■ EXERCISE OBJECTIVE: Once the pictures have been removed, repeat the remainder of the records exactly.

■ TASK MATERIAL:
★ ★ ★ ★ ★ ★ ★

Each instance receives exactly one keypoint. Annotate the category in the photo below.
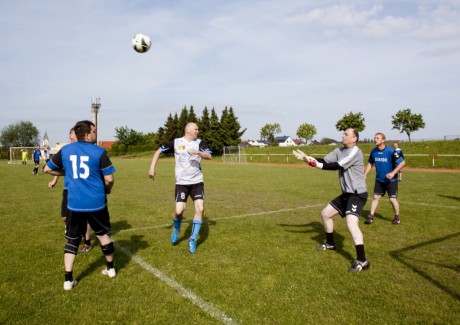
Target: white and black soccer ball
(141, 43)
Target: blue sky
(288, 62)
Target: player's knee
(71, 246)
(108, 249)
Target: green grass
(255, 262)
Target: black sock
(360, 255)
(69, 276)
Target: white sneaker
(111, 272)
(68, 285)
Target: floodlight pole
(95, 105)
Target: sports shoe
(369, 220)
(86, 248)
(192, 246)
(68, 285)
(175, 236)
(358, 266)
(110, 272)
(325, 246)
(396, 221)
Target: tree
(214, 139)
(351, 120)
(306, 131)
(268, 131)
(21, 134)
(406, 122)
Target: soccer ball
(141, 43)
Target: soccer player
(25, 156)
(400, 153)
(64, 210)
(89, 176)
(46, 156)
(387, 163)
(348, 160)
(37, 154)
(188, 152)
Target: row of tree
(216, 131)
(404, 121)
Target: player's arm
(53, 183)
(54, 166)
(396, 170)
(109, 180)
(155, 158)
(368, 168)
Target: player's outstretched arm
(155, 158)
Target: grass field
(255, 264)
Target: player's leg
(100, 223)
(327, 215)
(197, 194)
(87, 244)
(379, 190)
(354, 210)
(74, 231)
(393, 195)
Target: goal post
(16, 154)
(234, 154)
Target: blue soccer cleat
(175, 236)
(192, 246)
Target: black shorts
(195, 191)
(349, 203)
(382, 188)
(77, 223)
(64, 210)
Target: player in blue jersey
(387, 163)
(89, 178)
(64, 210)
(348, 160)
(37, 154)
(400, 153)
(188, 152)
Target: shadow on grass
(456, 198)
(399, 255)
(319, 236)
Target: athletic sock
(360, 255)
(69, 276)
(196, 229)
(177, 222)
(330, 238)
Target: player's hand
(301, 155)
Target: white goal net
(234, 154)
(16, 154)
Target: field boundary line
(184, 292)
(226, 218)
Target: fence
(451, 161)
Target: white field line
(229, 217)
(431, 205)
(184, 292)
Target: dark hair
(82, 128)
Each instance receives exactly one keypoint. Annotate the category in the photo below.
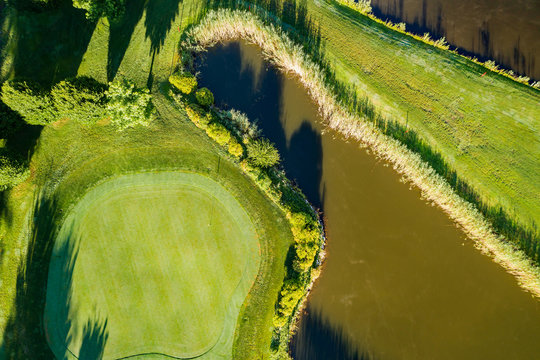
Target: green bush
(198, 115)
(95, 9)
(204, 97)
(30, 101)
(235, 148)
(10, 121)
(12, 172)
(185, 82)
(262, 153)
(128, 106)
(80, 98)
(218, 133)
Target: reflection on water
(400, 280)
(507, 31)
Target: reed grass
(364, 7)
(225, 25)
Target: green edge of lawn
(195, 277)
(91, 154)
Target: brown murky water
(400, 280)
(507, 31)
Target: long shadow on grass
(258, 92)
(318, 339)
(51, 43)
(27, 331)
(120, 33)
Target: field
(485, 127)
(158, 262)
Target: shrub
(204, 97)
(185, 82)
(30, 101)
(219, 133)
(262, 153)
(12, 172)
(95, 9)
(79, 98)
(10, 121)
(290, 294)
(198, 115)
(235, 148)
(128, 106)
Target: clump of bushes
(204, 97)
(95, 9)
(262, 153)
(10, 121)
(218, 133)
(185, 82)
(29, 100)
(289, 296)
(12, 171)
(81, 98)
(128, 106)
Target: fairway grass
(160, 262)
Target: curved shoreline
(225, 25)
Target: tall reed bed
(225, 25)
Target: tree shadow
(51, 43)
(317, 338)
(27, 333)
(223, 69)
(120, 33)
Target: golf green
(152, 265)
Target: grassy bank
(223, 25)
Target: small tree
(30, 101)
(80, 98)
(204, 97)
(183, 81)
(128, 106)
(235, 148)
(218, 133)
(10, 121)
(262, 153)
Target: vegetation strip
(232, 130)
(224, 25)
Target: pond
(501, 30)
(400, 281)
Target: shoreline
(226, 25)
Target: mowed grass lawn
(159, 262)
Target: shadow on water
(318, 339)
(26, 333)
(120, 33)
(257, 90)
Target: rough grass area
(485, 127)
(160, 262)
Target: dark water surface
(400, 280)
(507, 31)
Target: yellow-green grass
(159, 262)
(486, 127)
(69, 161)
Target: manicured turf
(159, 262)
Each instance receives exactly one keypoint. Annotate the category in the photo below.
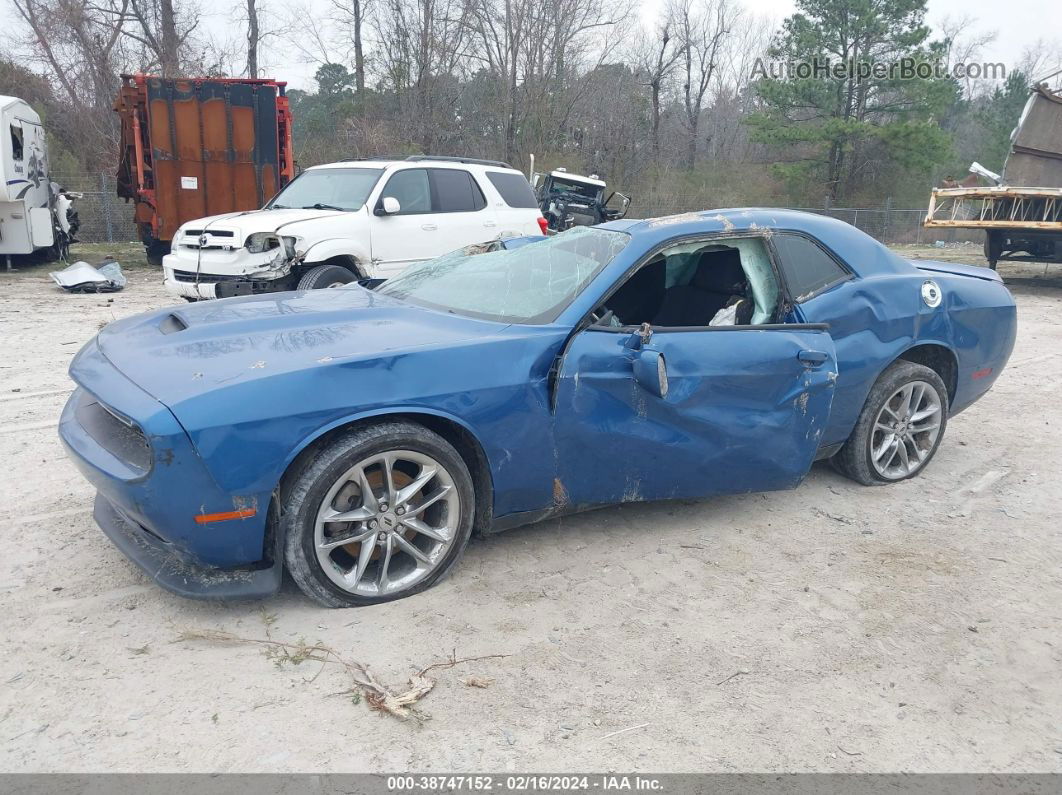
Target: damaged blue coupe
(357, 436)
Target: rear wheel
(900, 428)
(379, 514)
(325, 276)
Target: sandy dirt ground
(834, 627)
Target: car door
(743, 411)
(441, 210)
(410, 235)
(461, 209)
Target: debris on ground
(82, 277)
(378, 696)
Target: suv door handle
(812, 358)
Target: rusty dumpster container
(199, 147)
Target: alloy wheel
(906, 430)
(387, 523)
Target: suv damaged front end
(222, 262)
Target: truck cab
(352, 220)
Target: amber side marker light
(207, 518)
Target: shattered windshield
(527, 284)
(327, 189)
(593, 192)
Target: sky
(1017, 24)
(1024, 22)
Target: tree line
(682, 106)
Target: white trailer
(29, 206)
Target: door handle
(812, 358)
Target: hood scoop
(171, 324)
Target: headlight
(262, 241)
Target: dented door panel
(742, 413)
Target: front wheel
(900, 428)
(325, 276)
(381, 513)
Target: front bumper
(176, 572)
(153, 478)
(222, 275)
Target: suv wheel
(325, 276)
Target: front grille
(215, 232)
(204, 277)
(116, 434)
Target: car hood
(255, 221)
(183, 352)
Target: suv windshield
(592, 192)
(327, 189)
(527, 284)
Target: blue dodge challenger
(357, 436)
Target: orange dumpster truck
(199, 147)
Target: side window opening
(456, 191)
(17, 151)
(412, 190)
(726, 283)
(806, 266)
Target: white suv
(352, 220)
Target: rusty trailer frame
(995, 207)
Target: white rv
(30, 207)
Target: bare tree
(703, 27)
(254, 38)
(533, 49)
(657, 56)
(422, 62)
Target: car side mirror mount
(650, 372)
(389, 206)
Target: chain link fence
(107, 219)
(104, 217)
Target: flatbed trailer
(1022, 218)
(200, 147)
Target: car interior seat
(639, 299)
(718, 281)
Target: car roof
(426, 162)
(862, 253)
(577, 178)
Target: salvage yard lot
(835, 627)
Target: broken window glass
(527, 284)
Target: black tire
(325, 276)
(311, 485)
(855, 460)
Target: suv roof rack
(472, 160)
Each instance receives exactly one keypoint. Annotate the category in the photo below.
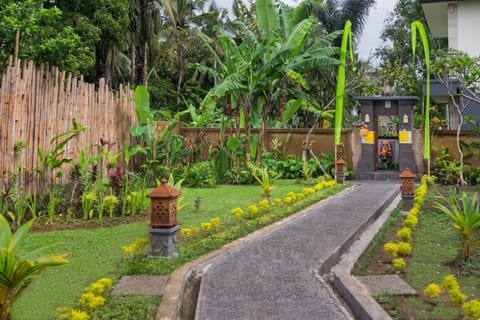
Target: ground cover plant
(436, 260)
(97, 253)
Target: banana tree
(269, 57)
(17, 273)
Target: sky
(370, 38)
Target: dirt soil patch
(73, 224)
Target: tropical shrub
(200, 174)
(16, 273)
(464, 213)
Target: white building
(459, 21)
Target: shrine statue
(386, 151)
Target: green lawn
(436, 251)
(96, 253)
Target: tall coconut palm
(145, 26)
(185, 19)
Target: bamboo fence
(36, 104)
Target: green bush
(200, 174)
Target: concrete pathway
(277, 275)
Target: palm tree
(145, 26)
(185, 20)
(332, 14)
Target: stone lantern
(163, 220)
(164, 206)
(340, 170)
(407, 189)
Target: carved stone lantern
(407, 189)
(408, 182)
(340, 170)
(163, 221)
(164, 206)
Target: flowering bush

★ ★ ★ ★ ★ ★ ★

■ TASK SOLUTION:
Each instance receives exactly one keypoint. Annotate the category in the photo below.
Target: white and black soccer ball
(141, 43)
Target: blue sky
(288, 62)
Target: player's knee
(71, 246)
(108, 249)
Target: green grass
(255, 262)
Target: black sock
(360, 255)
(69, 276)
Target: white sneaker
(111, 272)
(68, 285)
Target: floodlight pole
(95, 105)
Target: sports shoe
(369, 220)
(86, 248)
(192, 246)
(68, 285)
(175, 236)
(358, 266)
(110, 272)
(325, 246)
(396, 221)
Target: tree
(214, 139)
(351, 120)
(306, 131)
(268, 131)
(21, 134)
(406, 122)
Target: soccer ball
(141, 43)
Target: soccer player
(25, 156)
(400, 153)
(64, 210)
(89, 176)
(46, 156)
(387, 163)
(348, 160)
(37, 154)
(188, 152)
Target: row of tree
(216, 131)
(404, 121)
Target: player's arm
(53, 183)
(54, 166)
(396, 170)
(109, 180)
(155, 158)
(368, 168)
Target: player's outstretched arm
(155, 158)
Target: grass field
(255, 264)
Target: player's leg
(100, 223)
(327, 215)
(197, 194)
(87, 244)
(379, 190)
(354, 210)
(74, 231)
(393, 195)
Target: goal post
(16, 154)
(234, 154)
Target: blue soccer cleat
(175, 236)
(192, 246)
Target: black shorts
(195, 191)
(349, 203)
(382, 188)
(77, 223)
(64, 210)
Target: player in blue jersey
(387, 163)
(89, 178)
(64, 210)
(348, 160)
(37, 154)
(400, 153)
(188, 152)
Target: shadow on grass
(456, 198)
(399, 255)
(319, 236)
Target: athletic sock
(360, 255)
(69, 276)
(196, 229)
(177, 222)
(330, 238)
Target: player's hand
(301, 155)
Target: white goal net
(234, 154)
(16, 154)
Target: field boundary line
(184, 292)
(226, 218)
Target: fence
(451, 161)
Target: white field line
(229, 217)
(431, 205)
(184, 292)
Target: dark hair
(82, 128)
Each instance receives exactly one keypoint. Annotate the category in the photo below.
Target: green bush
(198, 115)
(95, 9)
(204, 97)
(30, 101)
(235, 148)
(10, 121)
(12, 172)
(185, 82)
(262, 153)
(128, 106)
(80, 98)
(218, 133)
Target: reflection on water
(400, 280)
(507, 31)
Target: reed grass
(364, 7)
(225, 25)
Target: green edge of lawn
(195, 277)
(91, 154)
Target: brown murky water
(400, 280)
(507, 31)
Target: long shadow on grass
(258, 92)
(318, 339)
(51, 43)
(27, 331)
(120, 33)
Target: field
(485, 127)
(158, 262)
Target: shrub
(204, 97)
(185, 82)
(30, 101)
(219, 133)
(262, 153)
(12, 172)
(95, 9)
(79, 98)
(10, 121)
(290, 294)
(198, 115)
(235, 148)
(128, 106)
Target: clump of bushes
(204, 97)
(95, 9)
(262, 153)
(10, 121)
(218, 133)
(185, 82)
(29, 100)
(289, 296)
(12, 171)
(81, 98)
(128, 106)
Target: fairway grass
(160, 262)
Target: curved shoreline
(225, 25)
Target: tall reed bed
(225, 25)
Target: tree shadow
(51, 43)
(317, 338)
(27, 333)
(223, 69)
(120, 33)
Target: golf green
(152, 265)
Target: grassy bank
(223, 25)
Target: small tree
(30, 101)
(80, 98)
(204, 97)
(183, 81)
(128, 106)
(235, 148)
(218, 133)
(10, 121)
(262, 153)
Target: vegetation strip
(232, 130)
(224, 25)
Target: pond
(501, 30)
(400, 281)
Target: shoreline
(226, 25)
Target: mowed grass lawn
(159, 262)
Target: shadow on water
(318, 339)
(26, 333)
(120, 33)
(257, 90)
Target: rough grass area
(485, 127)
(160, 262)
Target: dark water surface
(400, 280)
(507, 31)
Target: yellow-green grass
(159, 262)
(486, 127)
(69, 161)
Target: manicured turf
(159, 262)
Each instance receives exactly one keypoint. Annotate the category in the photo below.
Target: damaged blue coupe
(357, 436)
Target: rear wheel
(900, 428)
(379, 514)
(325, 276)
Target: sandy dirt ground
(834, 627)
Target: car door
(743, 411)
(441, 210)
(410, 235)
(461, 209)
Target: debris on ground
(82, 277)
(378, 696)
Target: suv door handle
(812, 358)
Target: rusty dumpster container
(199, 147)
Target: alloy wheel
(906, 430)
(387, 523)
Target: suv damaged front end
(222, 262)
Target: truck cab
(352, 220)
Target: amber side marker light
(207, 518)
Target: shattered windshield
(527, 284)
(327, 189)
(593, 192)
Target: sky
(1017, 24)
(1024, 22)
Target: tree line
(682, 106)
Target: white trailer
(29, 206)
Target: door handle
(812, 358)
Target: hood scoop
(171, 324)
Target: headlight
(262, 241)
Target: dented door panel
(742, 413)
Target: front wheel
(900, 428)
(325, 276)
(381, 513)
Target: front bumper
(176, 572)
(153, 478)
(222, 275)
Target: suv wheel
(325, 276)
Target: front grille
(215, 232)
(204, 277)
(116, 434)
Target: car hood
(255, 221)
(183, 352)
Target: suv windshield
(592, 192)
(327, 189)
(527, 284)
Target: blue dodge challenger
(357, 436)
Target: orange dumpster truck
(199, 147)
Target: side window opening
(456, 191)
(17, 151)
(412, 190)
(726, 283)
(806, 266)
Target: white suv
(352, 220)
Target: rusty trailer frame
(995, 207)
Target: white rv
(30, 207)
Target: bare tree
(703, 27)
(254, 38)
(533, 49)
(657, 56)
(422, 62)
Target: car side mirror mount
(650, 372)
(389, 206)
Target: chain link fence
(107, 219)
(104, 217)
Target: flatbed trailer
(1022, 218)
(200, 147)
Target: car interior seat
(639, 299)
(718, 281)
Target: car roof
(426, 162)
(862, 253)
(577, 178)
Target: salvage yard lot
(835, 627)
Target: broken window glass
(527, 284)
Target: black tire
(325, 276)
(311, 485)
(855, 460)
Target: suv roof rack
(472, 160)
Each instance receives exactly one keypoint. Annotate the category in the photo below.
Target: ground cover plant
(436, 260)
(97, 253)
Target: banana tree
(269, 57)
(17, 273)
Target: sky
(370, 38)
Target: dirt soil patch
(73, 224)
Target: tropical shrub
(200, 174)
(16, 273)
(464, 213)
Target: white building
(459, 21)
Target: shrine statue
(386, 151)
Target: green lawn
(436, 251)
(96, 253)
Target: tall coconut palm
(145, 26)
(185, 19)
Target: bamboo fence
(36, 104)
Target: green bush
(200, 174)
Target: concrete pathway
(277, 275)
Target: palm tree
(145, 26)
(185, 20)
(332, 14)
Target: stone lantern
(163, 220)
(164, 206)
(340, 170)
(407, 189)
Target: carved stone lantern
(407, 189)
(408, 182)
(340, 170)
(163, 221)
(164, 206)
Target: flowering bush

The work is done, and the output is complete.